• **Отрывок текста**
== == ==

Прокачка износившихся за время войны идеологических тормозов охватывает все сферы жизни. В феврале 1948 года начинается очередная промывка: теперь очередь дошла до музыки. И опять все та же характерная черта идеологической работы: в назидание всему народу публично секут интеллигенцию. На этот раз громят «противников русской реалистической музыки, сторонников упадочной, реформалистической музыки». В сущности, с некоторыми музыкальными нюансами идет травля «космополитов». «Среди части советских композиторов, — говорится в Постановлении ЦК ВКП(б) «Об опере «Великая дружба» В. Мурадели», — еще не изжиты пережитки буржуазной идеологии, питаемые влиянием современной упадочной западноевропейской и американской музыки». Виднейших советских композиторов, создавших в годы войны известные всему миру шедевры симфонической и инструментальной музыки, — Шостаковича, Прокофьева, Хачатуряна, Маяковского, Шебалина, Шапорина, Глиэра, Кабалевского, — обвиняют в антинародности, в том, что они «ведут на деле к ликвидации музыки».
По уже заведенному ритуалу десятки известных советских композиторов, музыковедов, музыкальных критиков вынуждены пройти «очистительную» процедуру самошельмования. Ритуальное чистилище открывает верховный идеологический жрец Сталина А. Жданов. Вышедший в апреле 1948 года первый номер журнала «Советская музыка» не оставляет сомнения в том, чего, собственно, власть требует от советских композиторов. В качестве высших образов музыкального творчества в журнале приводятся «нотные приложения» — три лучшие песни о Сталине: «Кантата о Сталине», «Песня о Сталине» и «Величальная И. В. Сталину». Народу предлагалось петь «спокойно, торжественно, мужественно».

== == ==

Необработанные данные:
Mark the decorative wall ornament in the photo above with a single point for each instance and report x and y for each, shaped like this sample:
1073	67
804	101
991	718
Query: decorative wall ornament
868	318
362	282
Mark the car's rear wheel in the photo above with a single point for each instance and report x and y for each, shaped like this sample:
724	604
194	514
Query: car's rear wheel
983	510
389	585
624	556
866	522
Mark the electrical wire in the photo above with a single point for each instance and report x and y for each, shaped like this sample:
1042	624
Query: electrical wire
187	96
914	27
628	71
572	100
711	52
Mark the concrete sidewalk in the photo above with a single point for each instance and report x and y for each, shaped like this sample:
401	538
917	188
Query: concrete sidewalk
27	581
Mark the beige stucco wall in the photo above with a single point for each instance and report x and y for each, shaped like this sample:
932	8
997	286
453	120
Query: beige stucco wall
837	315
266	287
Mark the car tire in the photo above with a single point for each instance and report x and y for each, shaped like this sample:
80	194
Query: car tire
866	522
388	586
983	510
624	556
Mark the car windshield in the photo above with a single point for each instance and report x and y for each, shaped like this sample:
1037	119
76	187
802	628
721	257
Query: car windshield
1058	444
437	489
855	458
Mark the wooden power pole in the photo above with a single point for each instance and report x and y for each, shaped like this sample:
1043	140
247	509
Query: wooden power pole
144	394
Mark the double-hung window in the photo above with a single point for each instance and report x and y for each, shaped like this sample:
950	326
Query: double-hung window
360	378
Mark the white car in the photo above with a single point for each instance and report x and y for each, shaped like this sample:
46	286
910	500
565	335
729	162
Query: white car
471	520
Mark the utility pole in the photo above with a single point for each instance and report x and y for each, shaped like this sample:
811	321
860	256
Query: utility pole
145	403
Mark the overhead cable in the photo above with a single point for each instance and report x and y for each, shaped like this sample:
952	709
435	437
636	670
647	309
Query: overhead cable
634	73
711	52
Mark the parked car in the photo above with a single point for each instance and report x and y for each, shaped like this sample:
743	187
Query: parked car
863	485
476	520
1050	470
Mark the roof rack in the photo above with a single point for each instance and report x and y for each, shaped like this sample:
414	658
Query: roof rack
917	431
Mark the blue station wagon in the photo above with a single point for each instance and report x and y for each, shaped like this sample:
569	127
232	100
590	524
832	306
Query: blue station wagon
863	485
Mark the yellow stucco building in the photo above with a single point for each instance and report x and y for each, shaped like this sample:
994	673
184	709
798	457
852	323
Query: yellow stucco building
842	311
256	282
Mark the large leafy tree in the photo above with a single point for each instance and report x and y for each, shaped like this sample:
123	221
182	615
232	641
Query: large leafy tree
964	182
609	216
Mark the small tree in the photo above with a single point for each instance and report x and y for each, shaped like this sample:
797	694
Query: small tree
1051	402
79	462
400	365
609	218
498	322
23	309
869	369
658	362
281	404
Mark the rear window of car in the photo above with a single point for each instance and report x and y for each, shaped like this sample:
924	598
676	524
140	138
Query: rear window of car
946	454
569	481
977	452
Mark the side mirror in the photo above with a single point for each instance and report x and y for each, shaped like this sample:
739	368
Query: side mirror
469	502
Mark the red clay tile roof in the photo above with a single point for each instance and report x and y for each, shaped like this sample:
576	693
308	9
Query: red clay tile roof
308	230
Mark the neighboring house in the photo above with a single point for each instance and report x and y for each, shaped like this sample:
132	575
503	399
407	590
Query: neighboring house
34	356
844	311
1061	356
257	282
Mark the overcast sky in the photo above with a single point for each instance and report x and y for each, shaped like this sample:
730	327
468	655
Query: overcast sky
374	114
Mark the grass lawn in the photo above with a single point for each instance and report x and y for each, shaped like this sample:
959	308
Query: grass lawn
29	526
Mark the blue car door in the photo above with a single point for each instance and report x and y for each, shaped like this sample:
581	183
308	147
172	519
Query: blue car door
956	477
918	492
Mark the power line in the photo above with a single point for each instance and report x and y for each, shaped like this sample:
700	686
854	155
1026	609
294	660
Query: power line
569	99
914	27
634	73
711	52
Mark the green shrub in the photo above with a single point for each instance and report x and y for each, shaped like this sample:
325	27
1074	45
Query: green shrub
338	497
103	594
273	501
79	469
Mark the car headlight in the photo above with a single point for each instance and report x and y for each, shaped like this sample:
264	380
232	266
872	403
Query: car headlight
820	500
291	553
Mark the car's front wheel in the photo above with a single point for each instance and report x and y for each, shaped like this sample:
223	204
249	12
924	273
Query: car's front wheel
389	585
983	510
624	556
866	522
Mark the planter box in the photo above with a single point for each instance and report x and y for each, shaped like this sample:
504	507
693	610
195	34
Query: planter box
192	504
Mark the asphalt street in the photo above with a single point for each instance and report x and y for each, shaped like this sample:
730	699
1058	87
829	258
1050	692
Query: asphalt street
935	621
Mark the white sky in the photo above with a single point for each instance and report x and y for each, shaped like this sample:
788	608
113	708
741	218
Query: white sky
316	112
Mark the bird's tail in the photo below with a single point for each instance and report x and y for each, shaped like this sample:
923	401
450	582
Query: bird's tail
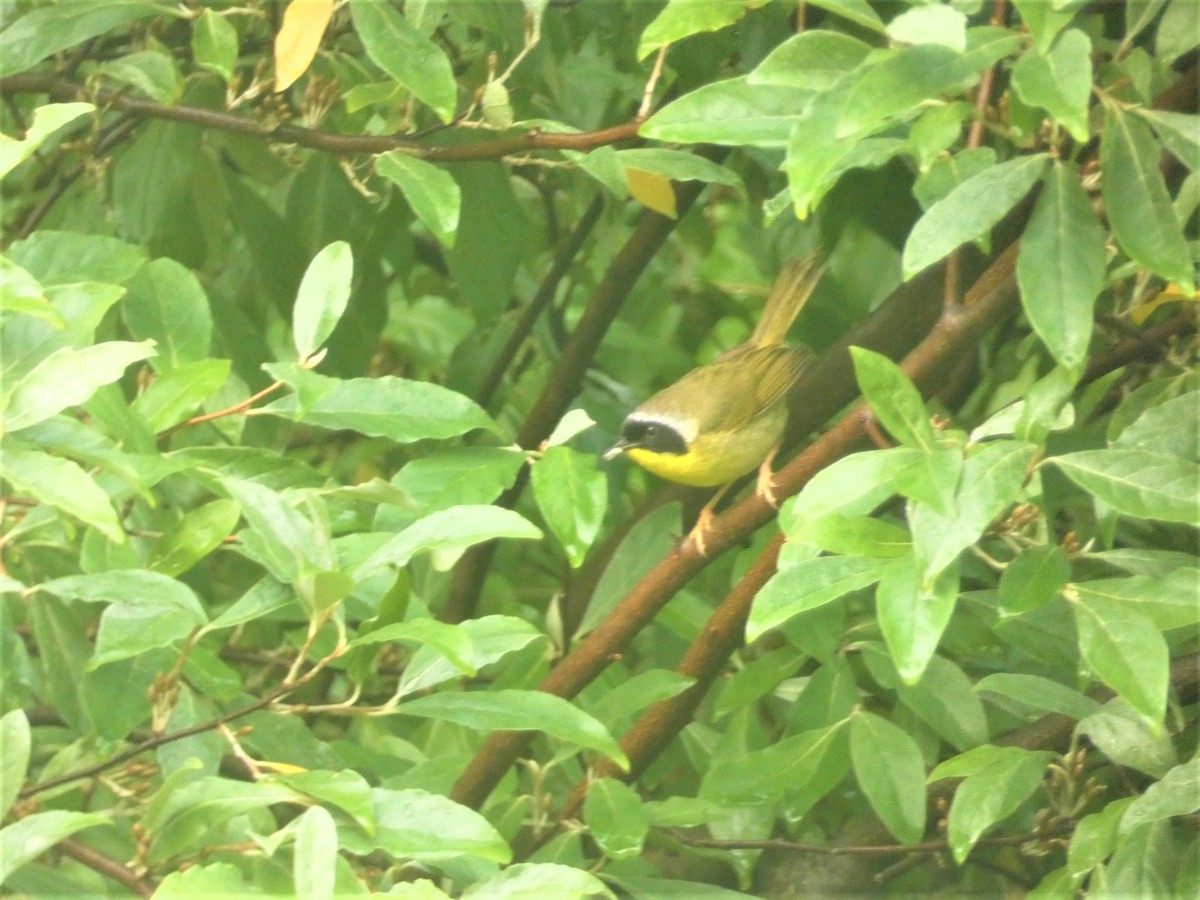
791	291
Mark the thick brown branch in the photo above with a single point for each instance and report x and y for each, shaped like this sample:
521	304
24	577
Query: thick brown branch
533	139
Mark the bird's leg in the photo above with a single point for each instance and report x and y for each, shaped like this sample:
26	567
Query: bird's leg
705	520
766	486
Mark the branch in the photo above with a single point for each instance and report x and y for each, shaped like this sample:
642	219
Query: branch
533	139
993	298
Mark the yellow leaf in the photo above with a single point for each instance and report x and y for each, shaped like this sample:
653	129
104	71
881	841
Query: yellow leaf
1170	294
652	190
304	25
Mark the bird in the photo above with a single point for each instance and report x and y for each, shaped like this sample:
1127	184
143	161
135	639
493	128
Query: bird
727	417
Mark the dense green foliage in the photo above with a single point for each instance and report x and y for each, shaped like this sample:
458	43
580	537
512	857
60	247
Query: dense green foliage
317	318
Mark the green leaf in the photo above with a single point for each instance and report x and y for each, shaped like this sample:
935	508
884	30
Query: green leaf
732	112
1095	838
1137	483
15	745
1169	601
450	641
811	60
913	612
447	534
616	819
178	393
47	120
1180	132
901	82
322	299
316	855
192	538
857	11
28	838
492	637
683	18
573	495
1169	427
64	485
48	29
1125	649
1125	737
807	586
891	772
1059	81
431	191
1038	694
215	43
1061	265
519	711
1137	201
151	72
1177	793
537	880
1033	579
894	400
407	55
387	407
993	477
970	211
67	378
167	305
805	767
993	793
930	24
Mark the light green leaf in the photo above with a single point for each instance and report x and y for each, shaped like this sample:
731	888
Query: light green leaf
1125	649
1137	483
28	838
47	120
808	586
1061	265
431	191
970	210
215	43
387	407
894	400
48	29
407	55
913	612
448	533
192	538
573	495
991	793
178	393
1037	694
891	772
450	641
1137	199
1059	81
683	18
1177	793
69	377
519	711
731	112
64	485
811	60
322	298
313	863
538	880
616	820
168	305
15	745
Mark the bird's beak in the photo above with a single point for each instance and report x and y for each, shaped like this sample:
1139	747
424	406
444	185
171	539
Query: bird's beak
617	449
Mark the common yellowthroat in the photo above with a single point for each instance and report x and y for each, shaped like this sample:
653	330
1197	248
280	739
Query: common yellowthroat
723	419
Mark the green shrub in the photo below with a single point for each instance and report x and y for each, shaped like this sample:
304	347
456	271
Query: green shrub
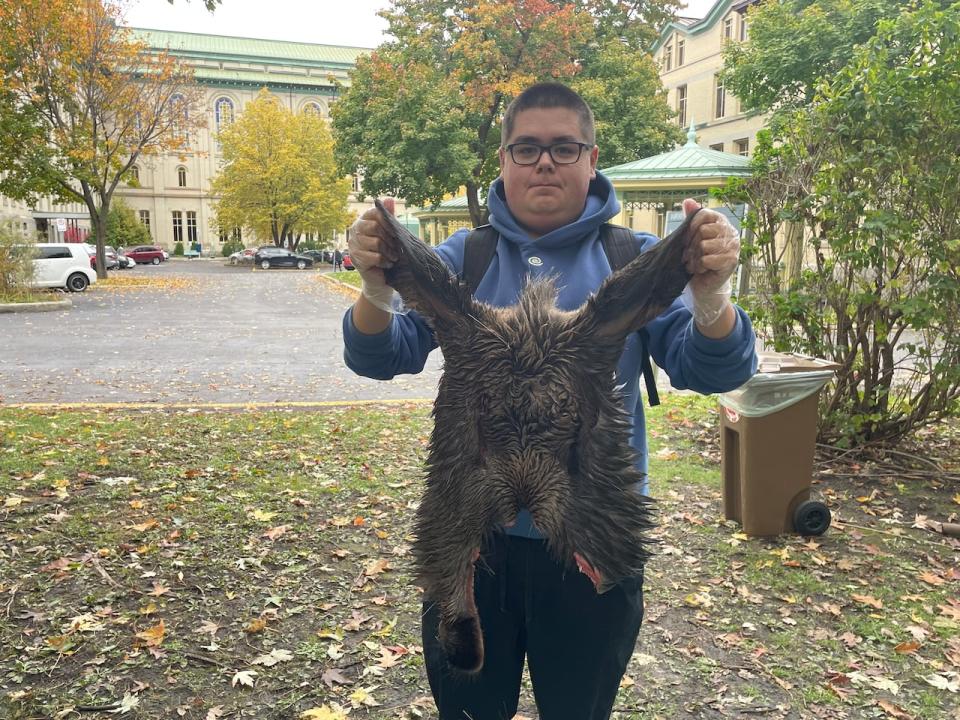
123	228
16	265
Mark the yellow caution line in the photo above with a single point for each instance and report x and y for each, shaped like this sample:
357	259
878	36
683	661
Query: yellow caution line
209	405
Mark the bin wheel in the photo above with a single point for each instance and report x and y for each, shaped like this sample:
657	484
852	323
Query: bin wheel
811	518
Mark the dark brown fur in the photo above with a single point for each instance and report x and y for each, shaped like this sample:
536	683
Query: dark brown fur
528	415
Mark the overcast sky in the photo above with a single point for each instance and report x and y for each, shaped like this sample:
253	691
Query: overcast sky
328	22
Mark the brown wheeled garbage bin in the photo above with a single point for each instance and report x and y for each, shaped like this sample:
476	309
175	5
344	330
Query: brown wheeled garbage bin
768	431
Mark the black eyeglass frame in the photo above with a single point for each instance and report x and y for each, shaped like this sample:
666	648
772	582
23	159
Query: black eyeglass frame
548	149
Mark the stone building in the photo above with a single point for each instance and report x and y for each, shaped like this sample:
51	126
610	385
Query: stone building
172	197
690	54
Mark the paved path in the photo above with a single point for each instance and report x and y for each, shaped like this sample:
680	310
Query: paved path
203	332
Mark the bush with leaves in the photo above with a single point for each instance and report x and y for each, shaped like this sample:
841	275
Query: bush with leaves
124	229
866	179
230	247
16	265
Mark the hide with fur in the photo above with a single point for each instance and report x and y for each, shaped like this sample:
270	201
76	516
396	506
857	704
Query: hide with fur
528	414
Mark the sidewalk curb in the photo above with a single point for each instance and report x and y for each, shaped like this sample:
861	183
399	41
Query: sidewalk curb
36	307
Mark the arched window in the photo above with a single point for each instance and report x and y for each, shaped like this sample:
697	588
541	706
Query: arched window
223	112
179	114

== == ==

• **Обязательные задания**
(a) Назовите все песни о Сталине, которые в отрывке приведены как «нотные приложения» журнала «Советская музыка».
(b) Соответствуют ли отрывку эти утверждения? Для каждого ответьте «да» или «нет» и приведите решающие слова текста дословно.
(i) Первый номер журнала «Советская музыка» вышел в апреле 1948 года.
(ii) Ритуальное чистилище открывает Шостакович.
(iii) Народу предлагалось петь эти песни весело и быстро.
Опирайтесь только на отрывок.

• **Решения задач**
(a) «Кантата о Сталине», «Песня о Сталине», «Величальная И. В. Сталину».

(b)
(i) Да: «Вышедший в апреле 1948 года первый номер журнала «Советская музыка»».
(ii) Нет: «Ритуальное чистилище открывает верховный идеологический жрец Сталина А. Жданов».
(iii) Нет: «Народу предлагалось петь «спокойно, торжественно, мужественно»».